- WORK INSTRUCTIONS -
Copy out each of the entries below, word for word and line for line.

---

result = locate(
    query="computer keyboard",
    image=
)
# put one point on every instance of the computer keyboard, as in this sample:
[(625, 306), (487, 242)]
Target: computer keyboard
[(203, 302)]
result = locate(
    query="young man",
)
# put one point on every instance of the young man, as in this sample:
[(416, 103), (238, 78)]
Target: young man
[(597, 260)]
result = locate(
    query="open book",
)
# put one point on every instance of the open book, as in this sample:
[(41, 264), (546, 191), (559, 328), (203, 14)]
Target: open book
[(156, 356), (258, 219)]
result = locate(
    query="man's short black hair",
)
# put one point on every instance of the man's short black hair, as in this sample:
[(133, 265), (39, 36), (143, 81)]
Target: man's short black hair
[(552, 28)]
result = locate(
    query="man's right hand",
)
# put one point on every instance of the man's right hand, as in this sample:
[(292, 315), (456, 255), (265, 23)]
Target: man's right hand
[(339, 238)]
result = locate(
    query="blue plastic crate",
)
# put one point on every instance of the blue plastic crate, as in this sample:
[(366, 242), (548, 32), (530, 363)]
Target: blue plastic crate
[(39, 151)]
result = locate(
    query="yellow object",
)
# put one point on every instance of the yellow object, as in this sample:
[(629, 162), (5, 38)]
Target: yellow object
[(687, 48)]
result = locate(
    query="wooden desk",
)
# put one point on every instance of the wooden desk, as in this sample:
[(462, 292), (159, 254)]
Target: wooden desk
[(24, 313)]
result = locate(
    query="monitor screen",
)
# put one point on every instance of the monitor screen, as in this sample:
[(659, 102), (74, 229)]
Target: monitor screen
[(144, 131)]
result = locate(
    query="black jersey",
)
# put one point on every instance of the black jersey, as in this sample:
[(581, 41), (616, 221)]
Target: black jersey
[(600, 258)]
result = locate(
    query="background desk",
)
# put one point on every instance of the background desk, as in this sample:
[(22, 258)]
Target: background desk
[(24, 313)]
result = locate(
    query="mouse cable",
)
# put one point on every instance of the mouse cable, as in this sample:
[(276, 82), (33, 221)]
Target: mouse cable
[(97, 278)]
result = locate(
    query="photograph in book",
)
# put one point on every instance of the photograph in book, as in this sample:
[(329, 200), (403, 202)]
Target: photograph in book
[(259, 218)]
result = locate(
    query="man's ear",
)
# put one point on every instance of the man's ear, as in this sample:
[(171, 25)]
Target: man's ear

---

- RIGHT ANSWER -
result = locate(
    query="computer keyboard",
    image=
)
# put one point on every instance of the computer keyboard, as in this sample:
[(625, 306), (487, 242)]
Target: computer keyboard
[(203, 302)]
result = locate(
    query="young man",
)
# put one point on every instance of the young man, as in this sample:
[(416, 103), (238, 78)]
Target: young man
[(597, 260)]
result = locate(
    query="open book",
)
# put one point on every instance of the open book, as in this sample:
[(41, 264), (546, 191), (559, 328), (203, 14)]
Target: open book
[(156, 356), (258, 219)]
result = locate(
    query="man's short black hair",
)
# put one point on every instance of the man's short black hair, as in this sample:
[(133, 265), (39, 36), (143, 81)]
Target: man's short black hair
[(552, 28)]
result = locate(
    query="man's right hand",
)
# put one point on every instance of the man's right hand, as in this sample:
[(292, 315), (456, 255), (265, 23)]
Target: man's right hand
[(339, 238)]
result = locate(
    query="blue plastic crate",
)
# put one point on every instance of the blue plastic crate, as in this sample:
[(366, 242), (548, 32), (530, 363)]
Target: blue plastic crate
[(39, 151)]
result = locate(
    query="yellow object",
)
# put one point on every instance of the yellow object, as in this sample:
[(629, 162), (5, 38)]
Target: yellow object
[(687, 48)]
result = locate(
    query="wooden desk",
)
# put one point on every instance of the wooden desk, as in this sample:
[(462, 292), (159, 254)]
Target: wooden desk
[(24, 313)]
result = locate(
    query="monitor screen",
)
# put one point on every instance of the monitor screen, as in this sample:
[(659, 102), (74, 229)]
Target: monitor screen
[(144, 131)]
result = locate(
    query="black jersey",
)
# put one point on every instance of the black jersey, as in this sample:
[(581, 41), (616, 221)]
Target: black jersey
[(600, 258)]
result = locate(
    query="background desk",
)
# put one point on every instance of the background desk, as in this sample:
[(22, 258)]
Target: background desk
[(24, 313)]
result = locate(
    query="mouse cable",
)
# put one point on every instance of the mouse cable, as in this sample:
[(276, 82), (33, 221)]
Target: mouse cable
[(97, 278)]
result = locate(
    query="photograph in book",
)
# put one point on every instance of the photograph in book, as in this sample:
[(329, 200), (403, 202)]
Target: photograph in book
[(259, 218)]
result = locate(
    query="man's ear",
)
# put one point on every instance of the man's ear, as in this sample:
[(171, 25)]
Target: man's ear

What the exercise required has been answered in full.